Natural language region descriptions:

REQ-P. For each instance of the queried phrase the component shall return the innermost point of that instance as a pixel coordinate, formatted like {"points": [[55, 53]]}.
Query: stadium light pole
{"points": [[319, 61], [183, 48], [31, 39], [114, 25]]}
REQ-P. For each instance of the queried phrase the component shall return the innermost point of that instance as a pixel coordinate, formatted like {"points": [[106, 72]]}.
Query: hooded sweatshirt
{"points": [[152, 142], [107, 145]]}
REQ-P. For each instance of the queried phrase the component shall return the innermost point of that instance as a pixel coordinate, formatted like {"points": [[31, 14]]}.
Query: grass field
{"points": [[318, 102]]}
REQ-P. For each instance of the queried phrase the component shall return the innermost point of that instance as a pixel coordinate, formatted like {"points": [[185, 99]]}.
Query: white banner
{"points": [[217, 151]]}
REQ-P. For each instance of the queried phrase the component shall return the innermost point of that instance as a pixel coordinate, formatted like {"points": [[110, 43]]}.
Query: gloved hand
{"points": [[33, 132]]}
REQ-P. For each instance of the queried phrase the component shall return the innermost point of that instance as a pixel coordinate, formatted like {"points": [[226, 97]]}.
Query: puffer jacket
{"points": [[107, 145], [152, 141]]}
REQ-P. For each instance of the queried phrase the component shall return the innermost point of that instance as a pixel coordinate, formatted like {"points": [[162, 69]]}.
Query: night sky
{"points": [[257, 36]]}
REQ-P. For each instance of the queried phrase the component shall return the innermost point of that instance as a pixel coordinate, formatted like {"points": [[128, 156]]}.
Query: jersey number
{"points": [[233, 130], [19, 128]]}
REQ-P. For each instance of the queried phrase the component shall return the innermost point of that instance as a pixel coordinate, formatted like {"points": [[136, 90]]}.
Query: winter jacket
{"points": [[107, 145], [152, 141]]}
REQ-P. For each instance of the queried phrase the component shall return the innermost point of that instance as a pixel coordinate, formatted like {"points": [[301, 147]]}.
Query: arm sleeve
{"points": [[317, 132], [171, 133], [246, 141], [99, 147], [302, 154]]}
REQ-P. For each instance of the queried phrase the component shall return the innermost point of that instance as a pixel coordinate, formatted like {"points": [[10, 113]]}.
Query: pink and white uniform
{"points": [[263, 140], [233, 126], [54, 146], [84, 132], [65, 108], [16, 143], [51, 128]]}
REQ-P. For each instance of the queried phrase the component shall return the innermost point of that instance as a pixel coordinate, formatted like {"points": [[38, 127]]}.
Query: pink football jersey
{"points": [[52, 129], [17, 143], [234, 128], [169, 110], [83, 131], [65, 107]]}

▶ **Goal of the exercise**
Word for word, repeat each entry shown above.

▶ **Problem solution**
REQ-P. For each instance of the queried phrase the component shall return the innermost point of that instance as a pixel coordinate, formatted like {"points": [[55, 53]]}.
Query: stadium light pole
{"points": [[319, 61], [183, 48], [31, 39], [114, 25]]}
REQ-P. For each instance of the queried phrase the component shall return the innermost point of that instance as a pixel coordinate, formatted like {"points": [[106, 72]]}.
Query: hooded sweatshirt
{"points": [[152, 142], [107, 145]]}
REQ-P. For each instance of the queried phrase the component shall return the innermost point of that instance as a pixel coordinate, formatted like {"points": [[31, 14]]}.
Query: grass field
{"points": [[318, 102]]}
REQ-P. For each instance of the queried phrase the component shall return the innermost point of that instance as a pixel coordinate, formatted like {"points": [[185, 99]]}.
Query: white banner
{"points": [[217, 151]]}
REQ-P. For each instance of the queried phrase the component shall return the innermost point of that instance as a pixel coordinate, formatted like {"points": [[110, 43]]}.
Query: gloved hand
{"points": [[33, 132]]}
REQ-P. For each instance of the queried phrase the component shall return the innermost point of that instance as a pixel coordinate, formatted like {"points": [[226, 97]]}.
Query: puffer jacket
{"points": [[107, 145], [152, 141]]}
REQ-P. For each instance of the queried phrase the component shall return the innermost point of that instance as a pixel coordinate, formatted like {"points": [[162, 69]]}.
Query: night sky
{"points": [[257, 36]]}
REQ-P. For each instance of the queried phrase the component shall return the innermost point of that instance as a pixel coordinate, formatted like {"points": [[128, 156]]}.
Query: jersey number
{"points": [[233, 130], [19, 128]]}
REQ-P. For each instance of the queried phrase the component shall return the innermost point of that instance as a pixel coordinate, formatted like {"points": [[136, 90]]}.
Query: winter jacket
{"points": [[107, 145], [152, 141]]}
REQ-P. For each instance of the queried phrase the component shall return the innermost point of that instance as a pixel coordinate, formatted like {"points": [[301, 147]]}.
Query: arm sleeve
{"points": [[317, 132], [171, 133], [246, 141], [99, 147], [302, 154]]}
REQ-P. For each instance of the queried phrase the component shall return the innermost point of that instance as a pixel coordinate, formatted like {"points": [[10, 113]]}.
Query: pink and white uniform
{"points": [[263, 140], [233, 126], [54, 146], [84, 132], [65, 108], [16, 143], [51, 128]]}
REQ-P. For each instance of the queried phrase the component shall return the innermost point of that instance as a pixel coordinate, formatted like {"points": [[38, 127]]}.
Query: pink football jersey
{"points": [[52, 129], [17, 143], [234, 128], [169, 110], [83, 131], [65, 107]]}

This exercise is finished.